[A series of records]
################
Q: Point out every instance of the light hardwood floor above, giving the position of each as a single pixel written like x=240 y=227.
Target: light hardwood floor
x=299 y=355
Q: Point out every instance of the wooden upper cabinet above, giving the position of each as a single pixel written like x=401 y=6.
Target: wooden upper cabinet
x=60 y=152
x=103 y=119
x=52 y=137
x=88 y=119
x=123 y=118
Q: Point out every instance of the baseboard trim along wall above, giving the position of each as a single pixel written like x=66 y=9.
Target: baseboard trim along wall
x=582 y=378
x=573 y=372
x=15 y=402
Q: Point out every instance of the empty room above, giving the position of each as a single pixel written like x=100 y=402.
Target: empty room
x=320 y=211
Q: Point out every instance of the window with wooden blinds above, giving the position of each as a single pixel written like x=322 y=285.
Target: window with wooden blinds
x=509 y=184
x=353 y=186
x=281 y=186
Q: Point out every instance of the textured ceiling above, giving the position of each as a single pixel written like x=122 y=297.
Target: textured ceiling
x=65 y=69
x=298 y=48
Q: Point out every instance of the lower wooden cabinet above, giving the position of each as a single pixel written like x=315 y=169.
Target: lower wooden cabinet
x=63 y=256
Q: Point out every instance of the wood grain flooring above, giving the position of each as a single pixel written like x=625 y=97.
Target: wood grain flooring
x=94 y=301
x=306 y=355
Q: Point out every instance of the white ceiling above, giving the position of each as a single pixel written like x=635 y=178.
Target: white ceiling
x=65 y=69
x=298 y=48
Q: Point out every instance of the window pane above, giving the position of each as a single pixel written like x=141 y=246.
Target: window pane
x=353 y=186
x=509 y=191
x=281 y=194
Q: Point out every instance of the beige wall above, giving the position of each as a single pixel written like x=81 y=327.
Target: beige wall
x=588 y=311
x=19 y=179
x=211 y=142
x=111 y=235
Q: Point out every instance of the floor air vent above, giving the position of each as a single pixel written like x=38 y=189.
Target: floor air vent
################
- _SET PROBLEM_: Copy every one of the items above word for word, leaving none out.

- _EXERCISE RESPONSE_:
Q: Point out every instance of the light hardwood floor above, giving the position of each as a single pixel written like x=240 y=227.
Target: light hardwood floor
x=299 y=355
Q: Point out every instance of the wooden upper cabinet above, giving the position of each as a single pixel written like x=401 y=6.
Target: wooden upper cabinet
x=60 y=152
x=103 y=119
x=52 y=137
x=88 y=119
x=123 y=118
Q: Point out every instance of the baseboard trim along wall above, giving the position of each as a single pixel written like x=66 y=9.
Target: baseboard trim along wall
x=582 y=378
x=573 y=372
x=15 y=402
Q: Point out every instance of the empty room above, giving the position of each as a single pixel written like x=100 y=402.
Target: empty room
x=320 y=211
Q: Point out every instance of the window with wooden blinds above, giving the position of each as a single pixel written like x=322 y=285.
Target: window with wooden blinds
x=509 y=184
x=353 y=186
x=281 y=186
Q: Point out every instance of the textured ceiling above, giving the position of each as a single pixel written like x=122 y=297.
Target: textured ceiling
x=65 y=69
x=298 y=48
Q: Point out every instance of the lower wooden cabinet above, giving the position of each as a single pixel written like x=315 y=169.
Target: lower wooden cabinet
x=63 y=256
Q: Point out every instance of the wood grain flooring above, giving the position of each as a single pixel written like x=625 y=97.
Target: wood grain flooring
x=94 y=301
x=306 y=355
Q: Point out every instance of the white ceiling above, giving the position of each as a single pixel written like x=635 y=178.
Target: white ceiling
x=65 y=69
x=298 y=48
Q: Point out every instance of the window pane above, giving the position of each as a single pixel written like x=141 y=246.
Target: window pane
x=353 y=186
x=509 y=191
x=281 y=194
Q: Point out every instance of the beige wall above, giving the position of each as a single pixel written like x=81 y=327.
Target: beige wall
x=588 y=311
x=19 y=179
x=211 y=142
x=111 y=235
Q: Point out every instance of the floor air vent above, giving the position of each as a single pixel written like x=38 y=189.
Target: floor air vent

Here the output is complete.